**What the task requires:** Turn every line of the records below into a JSON list of strings, one string per line, leaving out blank lines and the picture lines.

>> BEGIN Records for processing

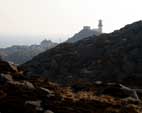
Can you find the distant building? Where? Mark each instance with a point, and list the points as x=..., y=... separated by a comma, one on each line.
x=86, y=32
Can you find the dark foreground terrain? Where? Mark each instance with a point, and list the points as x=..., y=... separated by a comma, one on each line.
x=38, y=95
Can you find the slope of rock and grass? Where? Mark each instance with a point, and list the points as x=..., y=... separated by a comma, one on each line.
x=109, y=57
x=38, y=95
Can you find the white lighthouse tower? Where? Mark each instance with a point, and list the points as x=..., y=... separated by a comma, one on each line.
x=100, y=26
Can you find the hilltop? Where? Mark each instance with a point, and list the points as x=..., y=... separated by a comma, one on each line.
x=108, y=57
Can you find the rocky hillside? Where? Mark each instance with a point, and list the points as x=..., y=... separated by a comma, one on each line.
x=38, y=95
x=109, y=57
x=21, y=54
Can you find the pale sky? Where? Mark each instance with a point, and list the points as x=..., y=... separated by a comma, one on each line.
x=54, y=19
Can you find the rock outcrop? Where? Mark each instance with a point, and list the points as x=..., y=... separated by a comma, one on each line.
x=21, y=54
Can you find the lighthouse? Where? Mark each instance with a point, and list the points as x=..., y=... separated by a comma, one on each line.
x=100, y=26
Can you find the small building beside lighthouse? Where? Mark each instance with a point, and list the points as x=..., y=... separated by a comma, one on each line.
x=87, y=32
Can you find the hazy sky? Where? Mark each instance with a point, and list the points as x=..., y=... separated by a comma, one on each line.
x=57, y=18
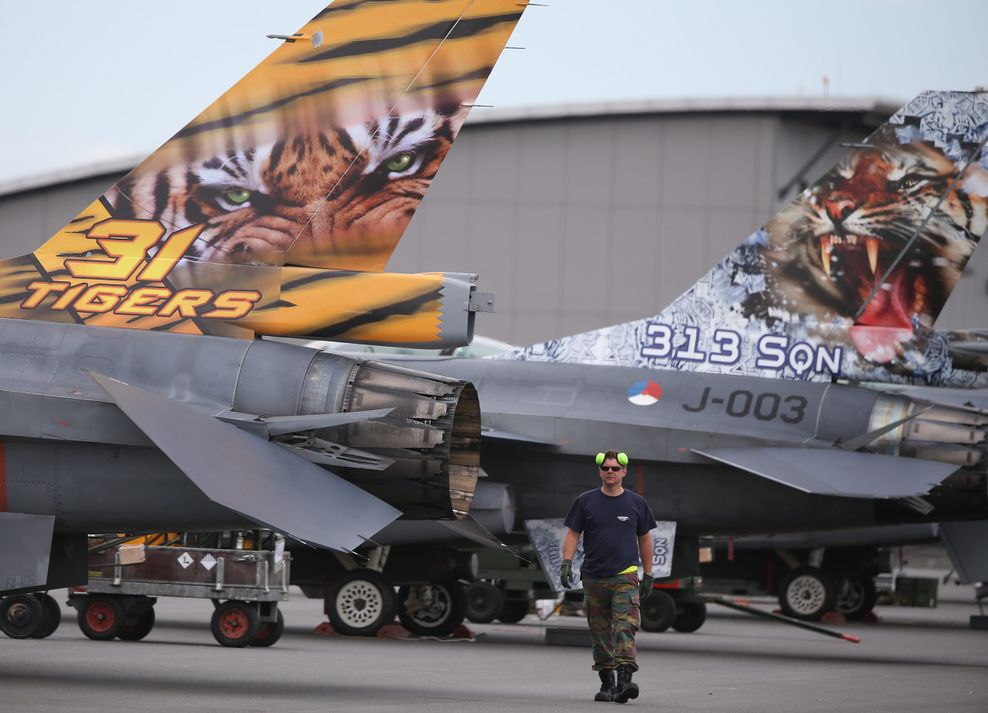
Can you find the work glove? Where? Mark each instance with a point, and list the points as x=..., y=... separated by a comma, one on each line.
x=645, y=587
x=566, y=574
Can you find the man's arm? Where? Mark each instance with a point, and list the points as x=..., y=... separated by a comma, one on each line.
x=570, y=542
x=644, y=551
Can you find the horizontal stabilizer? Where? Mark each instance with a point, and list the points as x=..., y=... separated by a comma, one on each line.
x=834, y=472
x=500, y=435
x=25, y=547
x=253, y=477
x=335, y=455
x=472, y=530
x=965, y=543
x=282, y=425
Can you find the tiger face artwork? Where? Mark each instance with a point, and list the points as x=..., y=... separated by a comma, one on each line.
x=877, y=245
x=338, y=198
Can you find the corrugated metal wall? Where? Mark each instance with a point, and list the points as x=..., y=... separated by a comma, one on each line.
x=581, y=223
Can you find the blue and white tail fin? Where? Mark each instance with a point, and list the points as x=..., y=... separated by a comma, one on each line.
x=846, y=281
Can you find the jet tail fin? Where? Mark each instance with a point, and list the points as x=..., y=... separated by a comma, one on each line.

>> END Records for processing

**Solved exercise:**
[
  "Can you find the distant building? Where? Mark each instance with a point, and list the points as x=..., y=... separated by a comma, one on each line.",
  "x=86, y=32",
  "Can you find the dark foreground terrain? Where? Mark each instance with a point, and list the points as x=..., y=... separated by a comma, one on each line.",
  "x=38, y=95",
  "Can you find the slope of rock and grass? Where? Mark each instance with a point, and list the points as x=..., y=... separated by a comma, one on each line.",
  "x=109, y=57",
  "x=38, y=95",
  "Can you find the white lighthouse tower? Where? Mark each instance with a point, and list the points as x=..., y=... separated by a comma, one on each line.",
  "x=100, y=26",
  "Can you find the hilltop? Where? Mark each instance with a point, and list the points as x=..., y=... separated by a comma, one on each line.",
  "x=108, y=57",
  "Can you find the rocky hillside? Where? Mark each instance with a point, and list the points as x=..., y=... separated by a comma, one on each line.",
  "x=38, y=95",
  "x=109, y=57",
  "x=21, y=54",
  "Can you find the pale sky? Where? Mark each instance with a point, and list the points as x=..., y=... separated by a comma, one on each line.",
  "x=54, y=19",
  "Can you find the rock outcrop? Where? Mark each instance with a point, and list the points as x=..., y=... separated by a comma, one on each line.",
  "x=21, y=54",
  "Can you find the lighthouse? Where? Mark each instance with a point, and list the points as x=..., y=... separated by a comma, one on each line.",
  "x=100, y=26",
  "Can you find the small building beside lighthouse? Where? Mark each instance with a point, and list the points as x=..., y=... separated by a comma, one on each line.",
  "x=87, y=32",
  "Can you find the hazy sky? Where? Mark each instance with a point, and list the points as x=..., y=... separated by a comma, one on each line.",
  "x=57, y=18",
  "Can you find the work glove? Where? Mark each instance with a point, and list the points as x=..., y=... separated by a comma, one on each line.",
  "x=645, y=587",
  "x=566, y=574",
  "Can you find the man's arm? Where? Mark each instance with a point, and list the points as x=..., y=... separated by a comma, one on each line.",
  "x=570, y=542",
  "x=644, y=551",
  "Can you find the horizontal stabilizer? Where? Mark each instance with a point, and list the points as x=..., y=... separated by a comma, one on each line.",
  "x=834, y=472",
  "x=500, y=435",
  "x=25, y=547",
  "x=253, y=477",
  "x=335, y=455",
  "x=472, y=530",
  "x=965, y=543",
  "x=282, y=425",
  "Can you find the tiger face artwork? Where? Mark each instance with a point, and list the points as x=..., y=... separated by a comma, one on each line.",
  "x=877, y=245",
  "x=338, y=198",
  "Can you find the corrugated metal wall? Where? Mark each instance with a point, and list the points as x=..., y=... separated by a comma, one on each line.",
  "x=581, y=223",
  "Can you find the blue and white tail fin? Where? Mark each instance with a point, and list the points as x=..., y=... separated by a comma, one on each line.",
  "x=846, y=281",
  "Can you find the jet tail fin? Where? Mark each instance with a point, and list the points as x=..., y=... separated by a comma, one on each line."
]